>> BEGIN STORED RECORDS

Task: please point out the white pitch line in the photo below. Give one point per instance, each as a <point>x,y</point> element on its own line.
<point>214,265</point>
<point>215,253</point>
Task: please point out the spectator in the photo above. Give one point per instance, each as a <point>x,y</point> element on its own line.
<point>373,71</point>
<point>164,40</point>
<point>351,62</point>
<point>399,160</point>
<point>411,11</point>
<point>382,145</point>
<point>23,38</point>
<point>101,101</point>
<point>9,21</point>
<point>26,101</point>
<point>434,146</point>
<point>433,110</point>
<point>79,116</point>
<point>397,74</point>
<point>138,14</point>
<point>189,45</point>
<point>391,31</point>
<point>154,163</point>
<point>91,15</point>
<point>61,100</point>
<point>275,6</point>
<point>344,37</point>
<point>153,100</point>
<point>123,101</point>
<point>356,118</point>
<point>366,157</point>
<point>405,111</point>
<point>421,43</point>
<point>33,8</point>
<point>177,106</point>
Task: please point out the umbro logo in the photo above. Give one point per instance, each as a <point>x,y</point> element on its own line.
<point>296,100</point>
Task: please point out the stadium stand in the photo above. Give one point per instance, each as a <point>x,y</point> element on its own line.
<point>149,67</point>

>> END STORED RECORDS

> [WHAT IS EXPECTED]: Reproduce all of the items above verbatim, line for line.

> [RESULT]:
Task: please point out the white pitch line in the photo below. Give one point per instance, each as a <point>x,y</point> element on its own line.
<point>214,265</point>
<point>215,253</point>
Task: please point out the spectator in the photo above. Give one point per instance, each as a <point>x,y</point> element on its own line.
<point>373,71</point>
<point>164,40</point>
<point>351,62</point>
<point>399,160</point>
<point>411,11</point>
<point>382,145</point>
<point>23,38</point>
<point>101,101</point>
<point>9,21</point>
<point>26,101</point>
<point>434,146</point>
<point>433,110</point>
<point>79,116</point>
<point>397,74</point>
<point>138,14</point>
<point>189,45</point>
<point>391,31</point>
<point>154,163</point>
<point>91,15</point>
<point>61,100</point>
<point>275,6</point>
<point>344,37</point>
<point>153,100</point>
<point>123,101</point>
<point>356,118</point>
<point>366,157</point>
<point>405,111</point>
<point>421,43</point>
<point>33,8</point>
<point>177,106</point>
Task: please point out the umbro logo in the photo above. Give one point per instance, each as a <point>x,y</point> element on its own line.
<point>296,100</point>
Task: please point out the stadium stand in the photo above. Give one point per instance, each as a <point>x,y</point> element on its own line.
<point>149,67</point>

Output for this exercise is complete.